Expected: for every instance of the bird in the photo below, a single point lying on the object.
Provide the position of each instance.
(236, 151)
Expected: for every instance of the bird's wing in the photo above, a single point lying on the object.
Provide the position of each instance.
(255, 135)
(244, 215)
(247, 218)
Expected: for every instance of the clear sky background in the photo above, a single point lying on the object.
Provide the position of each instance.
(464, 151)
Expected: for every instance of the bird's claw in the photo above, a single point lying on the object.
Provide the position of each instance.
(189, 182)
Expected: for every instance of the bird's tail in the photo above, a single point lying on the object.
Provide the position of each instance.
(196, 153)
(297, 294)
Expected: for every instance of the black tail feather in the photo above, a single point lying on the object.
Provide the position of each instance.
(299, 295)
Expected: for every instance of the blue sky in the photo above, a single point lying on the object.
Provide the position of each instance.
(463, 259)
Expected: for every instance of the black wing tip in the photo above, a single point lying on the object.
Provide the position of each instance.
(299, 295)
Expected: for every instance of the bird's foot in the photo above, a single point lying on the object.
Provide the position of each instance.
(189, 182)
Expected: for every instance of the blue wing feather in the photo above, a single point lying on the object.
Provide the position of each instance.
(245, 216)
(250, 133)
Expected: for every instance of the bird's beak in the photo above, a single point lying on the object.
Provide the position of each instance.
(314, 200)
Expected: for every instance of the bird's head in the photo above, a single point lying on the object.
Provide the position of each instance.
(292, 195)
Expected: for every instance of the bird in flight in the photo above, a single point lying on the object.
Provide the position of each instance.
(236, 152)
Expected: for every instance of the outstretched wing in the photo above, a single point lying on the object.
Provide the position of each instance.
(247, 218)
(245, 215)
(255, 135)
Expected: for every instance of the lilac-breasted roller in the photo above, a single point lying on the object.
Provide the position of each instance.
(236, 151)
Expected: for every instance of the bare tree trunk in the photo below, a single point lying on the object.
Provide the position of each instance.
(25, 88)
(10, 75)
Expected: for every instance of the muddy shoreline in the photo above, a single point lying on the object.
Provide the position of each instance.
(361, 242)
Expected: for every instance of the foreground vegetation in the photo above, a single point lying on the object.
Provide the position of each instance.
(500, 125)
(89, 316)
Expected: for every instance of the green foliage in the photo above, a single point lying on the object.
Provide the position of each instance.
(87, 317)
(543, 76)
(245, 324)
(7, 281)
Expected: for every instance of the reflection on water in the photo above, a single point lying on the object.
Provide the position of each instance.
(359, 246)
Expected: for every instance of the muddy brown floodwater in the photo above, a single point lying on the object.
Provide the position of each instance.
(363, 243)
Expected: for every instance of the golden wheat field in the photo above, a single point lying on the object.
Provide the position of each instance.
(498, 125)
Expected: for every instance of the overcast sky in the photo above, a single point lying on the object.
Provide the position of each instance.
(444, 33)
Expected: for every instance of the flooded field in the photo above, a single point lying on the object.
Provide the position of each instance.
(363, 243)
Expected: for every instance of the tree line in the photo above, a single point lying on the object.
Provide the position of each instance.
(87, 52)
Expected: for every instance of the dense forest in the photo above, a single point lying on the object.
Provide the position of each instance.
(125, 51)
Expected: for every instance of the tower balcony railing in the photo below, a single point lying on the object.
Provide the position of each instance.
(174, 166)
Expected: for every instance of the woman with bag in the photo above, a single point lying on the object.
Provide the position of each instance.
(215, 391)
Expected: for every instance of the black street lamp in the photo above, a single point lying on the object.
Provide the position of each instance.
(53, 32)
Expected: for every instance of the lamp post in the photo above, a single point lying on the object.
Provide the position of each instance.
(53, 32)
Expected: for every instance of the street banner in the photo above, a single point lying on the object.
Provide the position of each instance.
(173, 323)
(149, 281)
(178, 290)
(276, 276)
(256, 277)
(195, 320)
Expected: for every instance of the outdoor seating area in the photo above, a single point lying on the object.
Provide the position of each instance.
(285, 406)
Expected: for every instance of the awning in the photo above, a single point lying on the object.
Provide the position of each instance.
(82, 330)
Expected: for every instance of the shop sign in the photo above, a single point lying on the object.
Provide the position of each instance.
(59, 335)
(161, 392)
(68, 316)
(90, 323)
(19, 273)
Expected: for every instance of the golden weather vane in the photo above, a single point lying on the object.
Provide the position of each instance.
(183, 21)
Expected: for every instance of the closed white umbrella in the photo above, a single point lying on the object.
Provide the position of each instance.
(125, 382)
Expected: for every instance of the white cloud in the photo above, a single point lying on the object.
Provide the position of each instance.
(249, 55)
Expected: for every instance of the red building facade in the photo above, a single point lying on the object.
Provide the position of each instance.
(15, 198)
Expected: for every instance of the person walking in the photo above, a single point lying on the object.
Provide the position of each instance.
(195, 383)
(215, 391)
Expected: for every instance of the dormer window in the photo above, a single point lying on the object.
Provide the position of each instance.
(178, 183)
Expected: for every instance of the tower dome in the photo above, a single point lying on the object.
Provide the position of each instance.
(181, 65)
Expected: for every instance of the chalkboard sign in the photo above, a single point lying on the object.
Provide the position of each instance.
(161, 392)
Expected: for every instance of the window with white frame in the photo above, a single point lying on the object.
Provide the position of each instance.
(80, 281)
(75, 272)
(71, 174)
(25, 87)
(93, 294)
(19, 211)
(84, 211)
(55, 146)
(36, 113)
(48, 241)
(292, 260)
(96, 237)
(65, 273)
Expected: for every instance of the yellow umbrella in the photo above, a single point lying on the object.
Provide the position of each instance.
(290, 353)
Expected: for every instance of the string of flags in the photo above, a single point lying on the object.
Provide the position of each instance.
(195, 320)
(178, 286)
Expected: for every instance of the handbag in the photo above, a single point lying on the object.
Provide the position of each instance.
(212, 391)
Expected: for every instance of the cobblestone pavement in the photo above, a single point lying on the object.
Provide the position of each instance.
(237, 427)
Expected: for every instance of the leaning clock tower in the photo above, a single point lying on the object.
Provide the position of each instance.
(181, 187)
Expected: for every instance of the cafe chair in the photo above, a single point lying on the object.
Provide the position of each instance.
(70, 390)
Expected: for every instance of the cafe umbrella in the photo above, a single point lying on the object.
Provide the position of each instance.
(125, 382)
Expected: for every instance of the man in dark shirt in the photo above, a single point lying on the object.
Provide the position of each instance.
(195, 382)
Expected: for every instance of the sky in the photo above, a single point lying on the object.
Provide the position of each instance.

****************************************

Word for word, quote all of the data above.

Expected: for every instance of the bird in the photo below, a single point lying on the object.
Provide the position of each instance.
(236, 151)
Expected: for every instance of the bird's wing in the photo above, a single point lying on the object.
Provide the position of each instance.
(255, 135)
(244, 215)
(247, 218)
Expected: for every instance of the clear sky background in the photo above, a single point lying on the object.
Provide the position of each instance.
(464, 151)
Expected: for every instance of the bird's claw in the photo above, a single point lying on the object.
Provide the position of each instance.
(189, 182)
Expected: for every instance of the bird's tail in the photo above, a single point lying on the object.
Provide the position of each instance.
(196, 153)
(297, 294)
Expected: for every instance of the black tail feather in the photo above, a single point lying on the object.
Provide the position of each instance.
(299, 295)
Expected: for every instance of the blue sky in the photo above, a single point lying on the object.
Provide the position of each instance.
(463, 259)
Expected: for every instance of the black wing tip in the photo above, a single point lying on the object.
Provide the position of each instance.
(299, 295)
Expected: for every instance of the bird's foot in the photo above, a single point lying on the object.
Provide the position of each instance.
(189, 182)
Expected: for every instance of the blue wing feather in the photo above, a single point lying on the object.
Provide the position of each instance.
(245, 216)
(250, 133)
Expected: for every instance of the bird's beak in the photo above, a single point lying on the object.
Provide the position of each instance.
(314, 200)
Expected: for every instance of the bird's head in the photo above, a single point lying on the object.
Provide the position of each instance.
(292, 195)
Expected: for every instance of the bird in flight in the photo above, a single point lying on the object.
Provide the position of each instance.
(236, 152)
Expected: for every instance of the outstretched wing in the photo above, a single point lying on the object.
Provide the position of each instance.
(247, 218)
(245, 215)
(255, 135)
Expected: for every instance of the lilac-breasted roller in the photo above, a single point lying on the object.
Provide the position of each instance.
(236, 151)
Expected: for every instance of the bare tree trunk in the photo below, a single point lying on the object.
Provide the position of each instance.
(25, 88)
(10, 75)
Expected: for every instance of the muddy shoreline in the photo above, a single point lying on the object.
Provide the position of each instance.
(361, 242)
Expected: for every instance of the foreground vegetation in the photo above, a single point lying on the object.
Provide the position of each instance.
(500, 125)
(89, 316)
Expected: for every instance of the green foliage in the photo above, a single point lying on the object.
Provide the position of each instance.
(87, 317)
(543, 76)
(245, 324)
(7, 281)
Expected: for every instance of the reflection on water in the photo above, a single point lying on the object.
Provide the position of each instance.
(359, 246)
Expected: for every instance of the muddy brown floodwater in the photo above, a single point lying on the object.
Provide the position of each instance.
(363, 243)
Expected: for every instance of the golden wheat field in the photo above, a single point lying on the object.
Provide the position of each instance.
(498, 125)
Expected: for every instance of the overcast sky in the photo above, a single point lying on the object.
Provide the position of each instance.
(444, 33)
Expected: for every instance of the flooded field in the photo above, a single point lying on the object.
Provide the position of each instance.
(363, 243)
Expected: for every instance of the tree line in the photo above, a single point lying on the object.
Provide the position of each instance.
(87, 52)
Expected: for every instance of the dense forest in the photo above, a single point lying on the object.
Provide the position of each instance.
(125, 51)
Expected: for every instance of the tower balcony railing in the photo below, a single point lying on the object.
Provide the position of each instance.
(174, 166)
Expected: for every instance of the woman with bag in the photo above, a single point lying on the object.
Provide the position of each instance.
(215, 391)
Expected: for every instance of the black street lamp in the photo above, a single point lying on the object.
Provide the position of each instance.
(53, 32)
Expected: for every instance of the lamp post in the photo above, a single point lying on the object.
Provide the position of each instance.
(53, 32)
Expected: for every instance of the street banner in the photo above, a single point lying on the object.
Provide the position of each instance.
(173, 323)
(149, 281)
(178, 290)
(276, 276)
(256, 277)
(195, 320)
Expected: for every instance of the outdoor seating area in the photo above, a single point lying on the object.
Provide the position of each instance.
(285, 406)
Expected: for every instance of the awning in the photo above, a single point lying on the object.
Provide the position of each instance.
(82, 330)
Expected: for every instance of the shop sign in the photo above, a single point lying on the object.
Provide the position of each instance.
(59, 335)
(161, 392)
(68, 316)
(90, 323)
(19, 273)
Expected: for every instance of the golden weather vane in the photo above, a single point lying on the object.
Provide the position of each instance.
(183, 21)
Expected: for every instance of the closed white umbrella in the photo above, a single point lying on the object.
Provide the position of each instance.
(125, 382)
Expected: for every instance of the white cloud in the photo above, a single point lying on the object.
Provide the position of each instance.
(249, 55)
Expected: for every instance of the red building facade in the photo above, a single point lying on the object.
Provide the position of each instance.
(15, 198)
Expected: for every instance of the person walking in the photo above, a single point lying on the object.
Provide the position of each instance.
(195, 383)
(215, 391)
Expected: for every instance of the dormer window in the photo above, a single point lying on the object.
Provide the position of each instance.
(178, 183)
Expected: for every instance of the tower dome in the photo above, a single point lying on the object.
Provide the position of each instance.
(181, 65)
Expected: for every instance of the chalkboard sign in the photo above, a single point lying on the object.
Provide the position of each instance.
(161, 392)
Expected: for every instance of the window with white frame in the photo above, a single point lying on the object.
Provide the position of each instance.
(80, 281)
(75, 272)
(71, 174)
(25, 87)
(93, 294)
(19, 211)
(84, 211)
(55, 146)
(36, 113)
(48, 241)
(292, 260)
(96, 237)
(65, 273)
Expected: for every instance of the yellow umbrella in the photo above, a single point lying on the object.
Provide the position of each instance.
(290, 353)
Expected: for every instance of the string of flags in the photo above, a single point lying on the object.
Provide the position of each instance.
(195, 320)
(178, 286)
Expected: for every instance of the handbag in the photo above, a single point lying on the object.
Provide the position of each instance.
(212, 391)
Expected: for every instance of the cobblestone pavement in the photo above, a single point lying on the object.
Provide the position of each instance.
(237, 427)
Expected: for every instance of the leaning clock tower in the photo above, a single point lying on the object.
Provide the position of each instance.
(181, 187)
Expected: for every instance of the cafe chair in the photo above, a single point lying on the object.
Provide the position of each instance.
(70, 390)
Expected: for every instance of the cafe umbrella in the photo above, a single point lying on the object.
Provide the position of each instance.
(125, 382)
Expected: for every instance of the man in dark shirt in the photo above, a single point lying on the object.
Provide the position of each instance.
(195, 382)
Expected: for every instance of the sky in the photo above, a single point lying on the object.
Provide the position of each instance.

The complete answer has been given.